> _Görev_: Aşağıdaki öğelerde "slope" kelimesini geçiren her satırı olduğu gibi topla. Büyük ve küçük harf farkı önemlidir.

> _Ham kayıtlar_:
>>

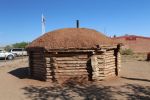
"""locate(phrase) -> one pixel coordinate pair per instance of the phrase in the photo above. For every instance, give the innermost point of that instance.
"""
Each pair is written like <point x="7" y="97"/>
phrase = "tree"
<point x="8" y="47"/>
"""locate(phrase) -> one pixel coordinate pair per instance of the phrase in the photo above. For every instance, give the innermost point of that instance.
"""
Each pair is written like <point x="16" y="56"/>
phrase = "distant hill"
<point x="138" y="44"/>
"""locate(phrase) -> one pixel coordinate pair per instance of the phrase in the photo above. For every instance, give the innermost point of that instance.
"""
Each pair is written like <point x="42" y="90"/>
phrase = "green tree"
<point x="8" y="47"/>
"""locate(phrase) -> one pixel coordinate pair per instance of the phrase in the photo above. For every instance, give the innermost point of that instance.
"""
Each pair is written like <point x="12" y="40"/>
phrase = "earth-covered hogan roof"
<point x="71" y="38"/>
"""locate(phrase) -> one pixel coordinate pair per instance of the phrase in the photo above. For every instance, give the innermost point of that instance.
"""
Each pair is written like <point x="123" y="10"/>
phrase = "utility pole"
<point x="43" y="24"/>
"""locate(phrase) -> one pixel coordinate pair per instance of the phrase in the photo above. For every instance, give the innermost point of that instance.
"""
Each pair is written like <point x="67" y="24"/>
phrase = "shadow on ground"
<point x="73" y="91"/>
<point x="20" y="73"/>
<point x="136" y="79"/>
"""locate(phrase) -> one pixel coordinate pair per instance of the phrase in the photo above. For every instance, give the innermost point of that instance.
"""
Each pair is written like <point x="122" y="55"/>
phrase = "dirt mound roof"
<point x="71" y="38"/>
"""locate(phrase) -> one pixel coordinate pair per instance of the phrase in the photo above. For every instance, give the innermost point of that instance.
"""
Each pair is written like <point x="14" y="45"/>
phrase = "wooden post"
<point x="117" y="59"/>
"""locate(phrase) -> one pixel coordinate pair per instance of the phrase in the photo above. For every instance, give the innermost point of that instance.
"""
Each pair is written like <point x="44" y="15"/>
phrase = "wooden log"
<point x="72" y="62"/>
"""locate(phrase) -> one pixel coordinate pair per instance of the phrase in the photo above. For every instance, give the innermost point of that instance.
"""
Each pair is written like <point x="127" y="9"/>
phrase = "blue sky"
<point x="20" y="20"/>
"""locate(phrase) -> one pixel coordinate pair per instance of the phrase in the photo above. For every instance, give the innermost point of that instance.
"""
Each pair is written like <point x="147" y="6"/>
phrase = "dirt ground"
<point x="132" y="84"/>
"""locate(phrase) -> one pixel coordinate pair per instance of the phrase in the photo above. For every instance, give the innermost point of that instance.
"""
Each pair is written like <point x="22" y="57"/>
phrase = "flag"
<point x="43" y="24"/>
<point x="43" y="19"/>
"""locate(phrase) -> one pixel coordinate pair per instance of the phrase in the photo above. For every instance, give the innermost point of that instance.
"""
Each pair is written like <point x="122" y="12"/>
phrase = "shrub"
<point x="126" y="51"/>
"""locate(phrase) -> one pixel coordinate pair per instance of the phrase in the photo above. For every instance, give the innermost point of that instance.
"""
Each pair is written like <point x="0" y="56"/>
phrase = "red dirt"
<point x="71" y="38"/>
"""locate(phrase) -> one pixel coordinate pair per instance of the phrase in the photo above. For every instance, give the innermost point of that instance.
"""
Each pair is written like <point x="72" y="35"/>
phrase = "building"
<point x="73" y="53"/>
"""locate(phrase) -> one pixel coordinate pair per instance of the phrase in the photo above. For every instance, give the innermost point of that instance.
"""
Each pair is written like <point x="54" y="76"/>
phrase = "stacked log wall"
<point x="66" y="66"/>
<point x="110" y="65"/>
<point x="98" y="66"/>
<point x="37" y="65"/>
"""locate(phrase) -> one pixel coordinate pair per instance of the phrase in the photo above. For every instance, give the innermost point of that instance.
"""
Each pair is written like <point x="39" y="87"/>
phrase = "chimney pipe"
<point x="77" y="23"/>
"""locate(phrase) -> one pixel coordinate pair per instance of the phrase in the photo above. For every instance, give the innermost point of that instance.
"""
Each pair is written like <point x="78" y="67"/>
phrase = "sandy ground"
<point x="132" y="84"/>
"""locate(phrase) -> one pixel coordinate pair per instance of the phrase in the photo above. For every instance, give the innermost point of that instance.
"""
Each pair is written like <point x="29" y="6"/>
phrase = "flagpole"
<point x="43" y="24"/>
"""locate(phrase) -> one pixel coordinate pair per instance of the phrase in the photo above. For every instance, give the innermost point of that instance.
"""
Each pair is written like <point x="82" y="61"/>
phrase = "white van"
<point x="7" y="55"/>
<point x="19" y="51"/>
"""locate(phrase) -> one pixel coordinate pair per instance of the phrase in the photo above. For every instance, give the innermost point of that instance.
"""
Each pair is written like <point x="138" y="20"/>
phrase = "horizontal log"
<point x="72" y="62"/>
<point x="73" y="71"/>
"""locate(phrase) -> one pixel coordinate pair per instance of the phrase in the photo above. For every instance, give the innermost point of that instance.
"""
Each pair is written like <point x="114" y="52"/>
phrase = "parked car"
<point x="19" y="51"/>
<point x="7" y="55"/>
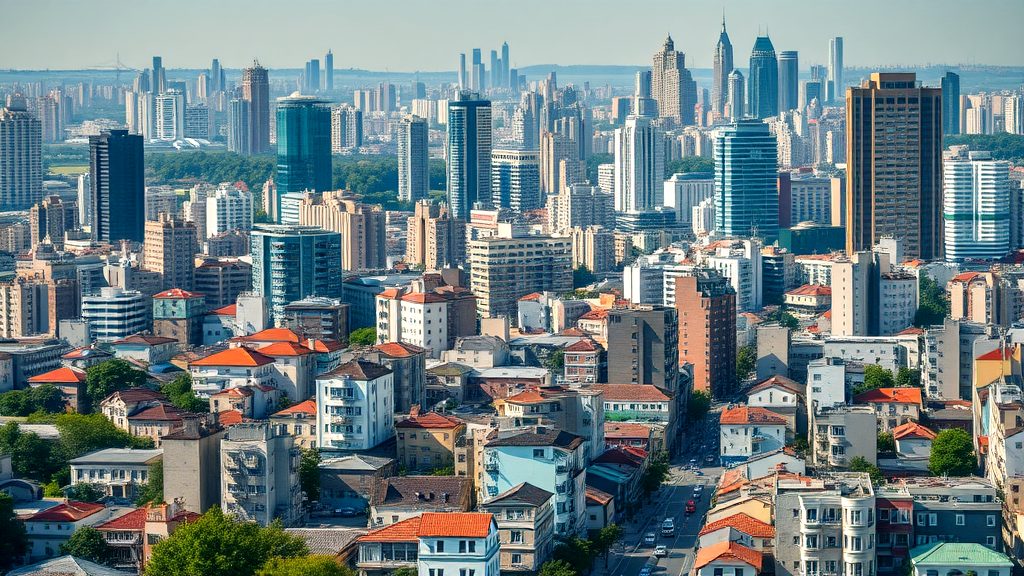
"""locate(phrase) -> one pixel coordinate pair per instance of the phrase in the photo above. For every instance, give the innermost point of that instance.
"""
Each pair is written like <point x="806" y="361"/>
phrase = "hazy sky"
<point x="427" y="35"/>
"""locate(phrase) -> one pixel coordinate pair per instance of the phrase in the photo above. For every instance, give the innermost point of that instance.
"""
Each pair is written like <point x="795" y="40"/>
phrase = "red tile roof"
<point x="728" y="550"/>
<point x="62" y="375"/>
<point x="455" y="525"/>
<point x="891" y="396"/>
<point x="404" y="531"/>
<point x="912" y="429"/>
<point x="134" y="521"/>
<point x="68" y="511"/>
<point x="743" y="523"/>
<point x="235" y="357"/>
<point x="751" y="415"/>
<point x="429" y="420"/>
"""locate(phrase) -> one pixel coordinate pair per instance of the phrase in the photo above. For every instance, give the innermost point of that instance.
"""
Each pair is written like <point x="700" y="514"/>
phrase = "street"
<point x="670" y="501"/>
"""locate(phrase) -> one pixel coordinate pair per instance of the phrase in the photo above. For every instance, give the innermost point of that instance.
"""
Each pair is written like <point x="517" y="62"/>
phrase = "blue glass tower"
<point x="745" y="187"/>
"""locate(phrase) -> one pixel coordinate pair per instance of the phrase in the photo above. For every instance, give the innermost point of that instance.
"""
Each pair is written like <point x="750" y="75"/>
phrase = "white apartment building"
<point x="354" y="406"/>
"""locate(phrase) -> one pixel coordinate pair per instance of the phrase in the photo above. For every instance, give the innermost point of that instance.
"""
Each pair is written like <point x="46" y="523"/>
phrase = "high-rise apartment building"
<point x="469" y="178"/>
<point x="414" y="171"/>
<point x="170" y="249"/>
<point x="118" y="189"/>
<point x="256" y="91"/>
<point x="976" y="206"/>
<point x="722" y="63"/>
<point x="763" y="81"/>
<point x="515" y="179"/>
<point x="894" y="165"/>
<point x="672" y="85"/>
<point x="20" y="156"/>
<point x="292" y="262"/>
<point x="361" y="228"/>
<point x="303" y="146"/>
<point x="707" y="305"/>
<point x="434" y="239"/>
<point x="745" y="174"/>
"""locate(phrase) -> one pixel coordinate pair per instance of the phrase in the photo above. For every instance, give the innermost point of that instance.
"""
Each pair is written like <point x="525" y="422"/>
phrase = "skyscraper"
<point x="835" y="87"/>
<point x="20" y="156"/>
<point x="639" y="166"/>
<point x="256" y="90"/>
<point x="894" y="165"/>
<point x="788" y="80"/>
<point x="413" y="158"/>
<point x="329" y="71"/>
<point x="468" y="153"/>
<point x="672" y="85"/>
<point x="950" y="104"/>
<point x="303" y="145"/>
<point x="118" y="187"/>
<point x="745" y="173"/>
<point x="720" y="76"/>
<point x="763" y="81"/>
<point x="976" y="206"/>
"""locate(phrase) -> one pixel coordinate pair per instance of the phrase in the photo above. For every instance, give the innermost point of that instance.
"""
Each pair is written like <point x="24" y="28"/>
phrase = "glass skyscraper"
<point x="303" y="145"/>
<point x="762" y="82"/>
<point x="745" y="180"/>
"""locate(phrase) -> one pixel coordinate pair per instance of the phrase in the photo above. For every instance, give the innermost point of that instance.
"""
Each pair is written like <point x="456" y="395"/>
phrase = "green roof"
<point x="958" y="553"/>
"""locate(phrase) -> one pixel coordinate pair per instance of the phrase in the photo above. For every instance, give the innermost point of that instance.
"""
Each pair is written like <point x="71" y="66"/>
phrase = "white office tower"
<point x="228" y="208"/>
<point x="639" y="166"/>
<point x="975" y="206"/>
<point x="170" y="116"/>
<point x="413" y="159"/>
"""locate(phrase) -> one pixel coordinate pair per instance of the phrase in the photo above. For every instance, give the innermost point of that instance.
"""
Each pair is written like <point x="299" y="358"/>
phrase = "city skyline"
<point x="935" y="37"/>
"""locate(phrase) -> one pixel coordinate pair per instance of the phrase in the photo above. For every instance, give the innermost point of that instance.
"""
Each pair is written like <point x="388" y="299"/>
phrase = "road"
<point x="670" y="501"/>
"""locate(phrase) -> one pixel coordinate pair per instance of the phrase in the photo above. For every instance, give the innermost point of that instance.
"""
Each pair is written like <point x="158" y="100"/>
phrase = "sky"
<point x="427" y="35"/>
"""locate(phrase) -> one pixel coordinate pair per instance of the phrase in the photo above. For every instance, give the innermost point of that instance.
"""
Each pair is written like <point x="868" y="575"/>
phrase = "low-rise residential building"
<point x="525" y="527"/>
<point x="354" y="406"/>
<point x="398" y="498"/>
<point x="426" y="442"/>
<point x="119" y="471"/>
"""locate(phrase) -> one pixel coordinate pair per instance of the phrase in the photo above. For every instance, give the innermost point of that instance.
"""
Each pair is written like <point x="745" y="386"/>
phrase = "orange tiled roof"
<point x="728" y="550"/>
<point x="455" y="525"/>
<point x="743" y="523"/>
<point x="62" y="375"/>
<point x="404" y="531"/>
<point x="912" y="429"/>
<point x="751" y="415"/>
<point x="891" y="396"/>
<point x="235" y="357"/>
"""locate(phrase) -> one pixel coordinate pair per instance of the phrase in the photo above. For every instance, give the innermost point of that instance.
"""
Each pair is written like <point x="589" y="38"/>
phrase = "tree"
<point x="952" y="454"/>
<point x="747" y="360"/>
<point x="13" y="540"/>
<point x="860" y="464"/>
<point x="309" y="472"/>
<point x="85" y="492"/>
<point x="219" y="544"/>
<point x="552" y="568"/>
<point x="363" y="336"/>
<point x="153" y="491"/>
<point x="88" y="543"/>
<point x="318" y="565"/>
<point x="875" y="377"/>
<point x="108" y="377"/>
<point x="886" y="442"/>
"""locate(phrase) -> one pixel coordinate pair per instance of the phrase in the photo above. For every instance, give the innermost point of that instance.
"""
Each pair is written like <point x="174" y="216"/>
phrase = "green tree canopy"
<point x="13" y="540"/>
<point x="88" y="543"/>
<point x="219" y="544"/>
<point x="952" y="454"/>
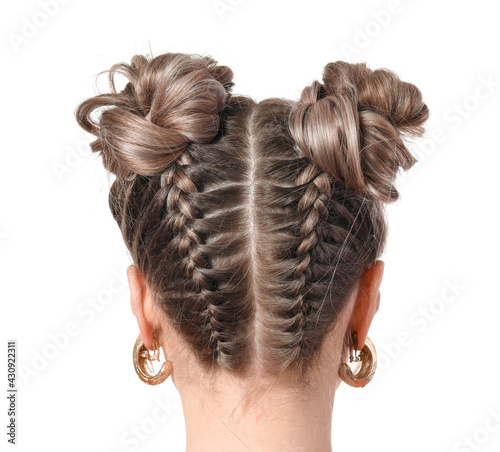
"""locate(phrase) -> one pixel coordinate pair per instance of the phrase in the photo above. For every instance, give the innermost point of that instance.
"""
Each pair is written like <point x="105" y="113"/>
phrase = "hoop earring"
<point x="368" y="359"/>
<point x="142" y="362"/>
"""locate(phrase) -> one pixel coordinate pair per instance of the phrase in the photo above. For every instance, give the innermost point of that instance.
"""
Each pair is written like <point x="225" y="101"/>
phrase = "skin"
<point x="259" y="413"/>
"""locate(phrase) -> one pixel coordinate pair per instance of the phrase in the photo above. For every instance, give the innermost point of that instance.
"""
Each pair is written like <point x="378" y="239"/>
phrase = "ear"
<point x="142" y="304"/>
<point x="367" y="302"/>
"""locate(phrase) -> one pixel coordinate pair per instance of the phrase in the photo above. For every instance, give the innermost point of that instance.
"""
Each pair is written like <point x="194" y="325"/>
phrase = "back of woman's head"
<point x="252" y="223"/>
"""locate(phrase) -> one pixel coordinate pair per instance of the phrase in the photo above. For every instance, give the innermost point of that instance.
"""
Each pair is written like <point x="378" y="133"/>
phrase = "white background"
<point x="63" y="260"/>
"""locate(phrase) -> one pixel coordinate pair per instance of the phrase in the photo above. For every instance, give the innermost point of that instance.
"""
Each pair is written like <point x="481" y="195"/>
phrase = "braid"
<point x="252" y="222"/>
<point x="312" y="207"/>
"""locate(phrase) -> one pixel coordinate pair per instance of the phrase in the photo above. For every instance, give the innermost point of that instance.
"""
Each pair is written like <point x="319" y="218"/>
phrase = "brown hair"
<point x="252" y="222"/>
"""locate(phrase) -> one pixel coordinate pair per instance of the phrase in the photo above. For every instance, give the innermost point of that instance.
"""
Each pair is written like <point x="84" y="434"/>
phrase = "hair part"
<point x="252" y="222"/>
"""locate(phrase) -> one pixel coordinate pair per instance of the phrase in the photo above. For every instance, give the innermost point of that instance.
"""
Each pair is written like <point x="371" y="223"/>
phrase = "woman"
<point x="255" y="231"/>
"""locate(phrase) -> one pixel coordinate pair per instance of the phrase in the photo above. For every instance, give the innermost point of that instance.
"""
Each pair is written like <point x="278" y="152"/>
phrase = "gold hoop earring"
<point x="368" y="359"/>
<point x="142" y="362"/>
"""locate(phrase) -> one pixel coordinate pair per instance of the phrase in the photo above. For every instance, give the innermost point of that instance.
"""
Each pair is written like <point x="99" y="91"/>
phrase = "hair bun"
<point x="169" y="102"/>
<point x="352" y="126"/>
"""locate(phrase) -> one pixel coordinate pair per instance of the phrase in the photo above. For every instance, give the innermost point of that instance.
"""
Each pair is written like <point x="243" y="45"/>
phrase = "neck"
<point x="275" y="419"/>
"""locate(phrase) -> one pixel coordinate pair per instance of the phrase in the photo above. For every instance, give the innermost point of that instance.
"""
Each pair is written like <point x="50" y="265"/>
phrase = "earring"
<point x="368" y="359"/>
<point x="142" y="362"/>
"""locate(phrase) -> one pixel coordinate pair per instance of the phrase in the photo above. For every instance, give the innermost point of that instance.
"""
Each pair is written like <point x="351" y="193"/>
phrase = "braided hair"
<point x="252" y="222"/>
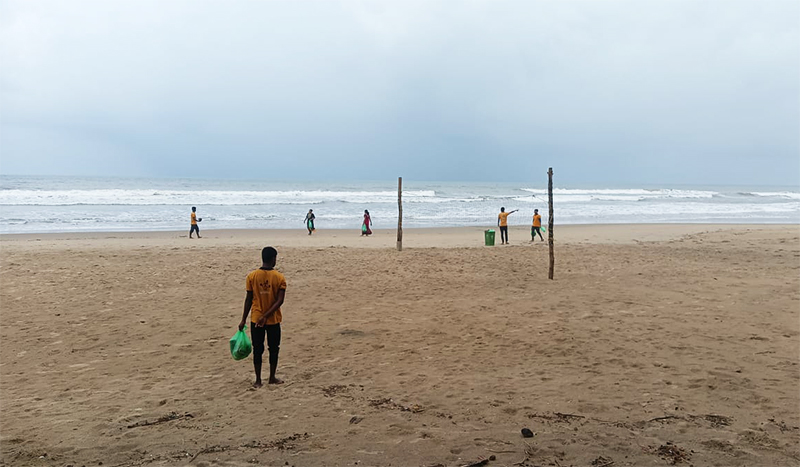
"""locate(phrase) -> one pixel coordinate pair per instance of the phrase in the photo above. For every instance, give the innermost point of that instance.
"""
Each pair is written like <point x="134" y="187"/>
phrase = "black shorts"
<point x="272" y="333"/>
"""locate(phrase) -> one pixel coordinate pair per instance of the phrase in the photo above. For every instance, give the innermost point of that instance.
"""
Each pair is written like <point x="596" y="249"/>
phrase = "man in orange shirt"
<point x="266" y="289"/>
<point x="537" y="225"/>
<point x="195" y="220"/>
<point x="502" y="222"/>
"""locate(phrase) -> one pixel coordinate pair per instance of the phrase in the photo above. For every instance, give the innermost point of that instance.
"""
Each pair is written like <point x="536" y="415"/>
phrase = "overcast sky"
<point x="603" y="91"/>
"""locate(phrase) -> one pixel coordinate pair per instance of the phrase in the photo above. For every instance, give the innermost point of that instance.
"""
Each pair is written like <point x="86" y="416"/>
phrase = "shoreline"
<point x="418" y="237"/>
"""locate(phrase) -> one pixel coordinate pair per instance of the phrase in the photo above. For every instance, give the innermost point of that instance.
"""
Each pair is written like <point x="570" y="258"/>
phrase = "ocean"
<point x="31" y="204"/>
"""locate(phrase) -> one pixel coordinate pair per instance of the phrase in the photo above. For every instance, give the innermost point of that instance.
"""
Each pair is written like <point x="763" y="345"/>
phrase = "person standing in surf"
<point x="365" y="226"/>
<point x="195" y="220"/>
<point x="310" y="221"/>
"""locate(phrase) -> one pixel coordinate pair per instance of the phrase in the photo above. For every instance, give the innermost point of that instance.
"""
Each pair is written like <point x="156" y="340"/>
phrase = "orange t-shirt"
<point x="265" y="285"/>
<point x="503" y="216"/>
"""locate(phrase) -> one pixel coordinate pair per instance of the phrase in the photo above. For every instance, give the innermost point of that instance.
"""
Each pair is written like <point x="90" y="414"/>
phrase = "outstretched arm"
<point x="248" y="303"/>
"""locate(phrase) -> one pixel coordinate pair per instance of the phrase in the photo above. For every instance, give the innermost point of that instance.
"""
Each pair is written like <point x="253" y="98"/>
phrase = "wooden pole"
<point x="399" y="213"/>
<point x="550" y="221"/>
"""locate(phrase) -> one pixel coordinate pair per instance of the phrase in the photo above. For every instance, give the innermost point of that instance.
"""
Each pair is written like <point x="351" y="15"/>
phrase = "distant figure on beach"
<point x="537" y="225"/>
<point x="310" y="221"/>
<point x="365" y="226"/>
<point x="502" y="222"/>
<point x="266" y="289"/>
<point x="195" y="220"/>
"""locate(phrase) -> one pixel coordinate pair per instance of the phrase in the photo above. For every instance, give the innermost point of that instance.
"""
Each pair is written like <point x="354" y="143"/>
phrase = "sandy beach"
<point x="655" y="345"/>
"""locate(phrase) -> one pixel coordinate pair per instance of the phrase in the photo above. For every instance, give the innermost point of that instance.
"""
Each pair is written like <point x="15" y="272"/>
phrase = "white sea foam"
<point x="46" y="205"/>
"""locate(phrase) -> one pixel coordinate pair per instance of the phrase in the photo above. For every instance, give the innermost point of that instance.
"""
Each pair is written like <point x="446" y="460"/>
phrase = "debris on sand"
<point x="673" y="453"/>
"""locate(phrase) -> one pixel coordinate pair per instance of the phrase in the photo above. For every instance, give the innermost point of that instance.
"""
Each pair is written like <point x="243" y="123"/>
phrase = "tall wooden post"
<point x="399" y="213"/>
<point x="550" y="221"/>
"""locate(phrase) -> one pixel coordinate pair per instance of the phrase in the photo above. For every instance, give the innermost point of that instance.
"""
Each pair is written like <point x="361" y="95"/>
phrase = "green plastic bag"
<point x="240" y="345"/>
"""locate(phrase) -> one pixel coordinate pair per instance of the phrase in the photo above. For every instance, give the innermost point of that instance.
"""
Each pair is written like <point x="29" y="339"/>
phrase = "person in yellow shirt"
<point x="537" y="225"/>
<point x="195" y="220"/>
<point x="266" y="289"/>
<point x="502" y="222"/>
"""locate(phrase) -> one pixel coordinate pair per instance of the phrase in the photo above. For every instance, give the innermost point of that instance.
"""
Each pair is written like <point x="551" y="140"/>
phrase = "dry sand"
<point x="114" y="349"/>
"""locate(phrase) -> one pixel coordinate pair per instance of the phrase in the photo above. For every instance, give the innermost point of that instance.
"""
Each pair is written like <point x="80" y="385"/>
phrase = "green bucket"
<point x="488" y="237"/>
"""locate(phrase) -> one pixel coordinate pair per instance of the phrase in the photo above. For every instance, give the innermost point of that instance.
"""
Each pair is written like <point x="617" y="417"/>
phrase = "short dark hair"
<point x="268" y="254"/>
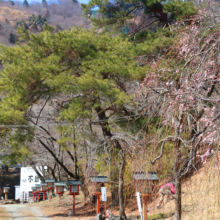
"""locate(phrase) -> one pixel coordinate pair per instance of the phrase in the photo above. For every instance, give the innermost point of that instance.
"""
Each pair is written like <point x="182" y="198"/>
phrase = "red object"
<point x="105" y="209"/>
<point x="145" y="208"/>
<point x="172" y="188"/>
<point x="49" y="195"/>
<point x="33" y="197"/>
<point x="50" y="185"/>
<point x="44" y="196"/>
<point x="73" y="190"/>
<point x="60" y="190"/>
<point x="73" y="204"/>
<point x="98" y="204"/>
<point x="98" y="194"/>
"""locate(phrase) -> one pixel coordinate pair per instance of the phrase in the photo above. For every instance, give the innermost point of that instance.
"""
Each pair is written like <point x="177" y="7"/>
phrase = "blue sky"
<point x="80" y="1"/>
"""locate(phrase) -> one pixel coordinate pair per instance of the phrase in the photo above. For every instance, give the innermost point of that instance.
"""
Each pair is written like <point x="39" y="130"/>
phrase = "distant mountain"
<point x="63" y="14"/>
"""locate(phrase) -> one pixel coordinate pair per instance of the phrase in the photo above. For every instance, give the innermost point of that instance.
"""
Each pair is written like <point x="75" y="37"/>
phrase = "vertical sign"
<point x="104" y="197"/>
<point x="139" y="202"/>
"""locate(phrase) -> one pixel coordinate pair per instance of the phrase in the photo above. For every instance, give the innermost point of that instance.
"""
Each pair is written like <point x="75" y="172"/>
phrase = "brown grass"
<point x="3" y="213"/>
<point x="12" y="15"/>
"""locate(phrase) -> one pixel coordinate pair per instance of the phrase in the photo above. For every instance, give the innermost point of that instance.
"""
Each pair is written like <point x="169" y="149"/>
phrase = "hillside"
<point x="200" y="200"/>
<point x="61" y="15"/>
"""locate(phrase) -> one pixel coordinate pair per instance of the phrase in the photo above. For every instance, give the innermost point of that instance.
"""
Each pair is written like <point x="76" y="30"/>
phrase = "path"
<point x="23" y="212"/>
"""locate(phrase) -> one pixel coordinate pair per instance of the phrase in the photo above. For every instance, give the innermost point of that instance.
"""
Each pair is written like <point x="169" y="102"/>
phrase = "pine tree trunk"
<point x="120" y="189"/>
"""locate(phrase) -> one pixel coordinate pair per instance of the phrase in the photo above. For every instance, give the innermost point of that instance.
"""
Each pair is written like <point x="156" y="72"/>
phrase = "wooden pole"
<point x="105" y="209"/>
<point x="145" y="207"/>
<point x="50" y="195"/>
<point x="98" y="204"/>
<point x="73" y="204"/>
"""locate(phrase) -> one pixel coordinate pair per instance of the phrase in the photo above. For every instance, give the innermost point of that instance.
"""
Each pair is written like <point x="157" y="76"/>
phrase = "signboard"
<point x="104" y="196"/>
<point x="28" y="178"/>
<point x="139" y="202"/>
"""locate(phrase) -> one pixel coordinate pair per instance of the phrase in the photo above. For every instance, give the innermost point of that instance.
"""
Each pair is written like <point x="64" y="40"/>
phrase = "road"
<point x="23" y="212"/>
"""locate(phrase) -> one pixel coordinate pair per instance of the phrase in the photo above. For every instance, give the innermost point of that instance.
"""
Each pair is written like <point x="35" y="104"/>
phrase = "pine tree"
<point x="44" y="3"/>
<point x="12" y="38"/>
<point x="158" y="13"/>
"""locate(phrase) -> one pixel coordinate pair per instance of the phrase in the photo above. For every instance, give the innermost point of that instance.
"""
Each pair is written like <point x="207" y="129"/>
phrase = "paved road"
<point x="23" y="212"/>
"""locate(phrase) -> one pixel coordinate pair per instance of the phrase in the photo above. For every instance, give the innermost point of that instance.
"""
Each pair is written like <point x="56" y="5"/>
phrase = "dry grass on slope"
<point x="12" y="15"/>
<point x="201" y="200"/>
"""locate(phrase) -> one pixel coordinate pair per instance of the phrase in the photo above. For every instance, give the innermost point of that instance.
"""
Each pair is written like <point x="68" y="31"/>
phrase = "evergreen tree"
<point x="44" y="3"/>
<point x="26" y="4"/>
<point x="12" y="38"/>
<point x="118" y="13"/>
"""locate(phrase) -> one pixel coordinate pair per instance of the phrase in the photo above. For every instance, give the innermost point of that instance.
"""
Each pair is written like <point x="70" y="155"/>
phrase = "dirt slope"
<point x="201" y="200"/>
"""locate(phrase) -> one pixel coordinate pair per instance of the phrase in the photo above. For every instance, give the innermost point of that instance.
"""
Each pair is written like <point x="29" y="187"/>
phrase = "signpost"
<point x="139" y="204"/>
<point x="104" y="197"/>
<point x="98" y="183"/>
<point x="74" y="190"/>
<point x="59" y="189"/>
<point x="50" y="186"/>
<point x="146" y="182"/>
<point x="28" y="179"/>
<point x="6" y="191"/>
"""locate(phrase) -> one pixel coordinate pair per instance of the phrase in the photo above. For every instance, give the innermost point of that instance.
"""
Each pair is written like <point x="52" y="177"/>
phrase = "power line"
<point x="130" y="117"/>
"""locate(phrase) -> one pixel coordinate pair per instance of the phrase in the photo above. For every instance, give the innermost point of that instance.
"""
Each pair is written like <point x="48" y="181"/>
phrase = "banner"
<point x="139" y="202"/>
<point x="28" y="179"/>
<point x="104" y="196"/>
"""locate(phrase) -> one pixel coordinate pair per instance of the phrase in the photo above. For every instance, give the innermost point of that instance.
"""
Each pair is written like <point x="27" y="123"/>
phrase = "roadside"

<<

> _Görevin sonucu_:
phrase = "dry grass on slope"
phrase = "dirt slope"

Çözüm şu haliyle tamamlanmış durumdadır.